▶ **Instructions to follow**
Render every line of the records below as a numbered list, and leave out any blank lines.
——————
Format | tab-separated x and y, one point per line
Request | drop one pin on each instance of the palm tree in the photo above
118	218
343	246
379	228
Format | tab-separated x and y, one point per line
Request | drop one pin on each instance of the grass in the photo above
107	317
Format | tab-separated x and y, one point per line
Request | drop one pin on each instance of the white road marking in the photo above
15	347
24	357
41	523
——————
▶ **Task solution**
1. Format | tab-separated x and y, one point per line
2. Request | drop one pin on each instance of the palm tree in the photo above
3. 118	218
4. 343	246
5. 379	228
6. Format | tab-separated x and y, one point per line
7. Request | drop one pin on each instance of the grass in the photo above
8. 107	317
9. Format | tab-separated x and y, one point per line
10. Request | drop one pin on each instance of the white road marking in the photo above
11. 15	347
12. 24	357
13. 41	523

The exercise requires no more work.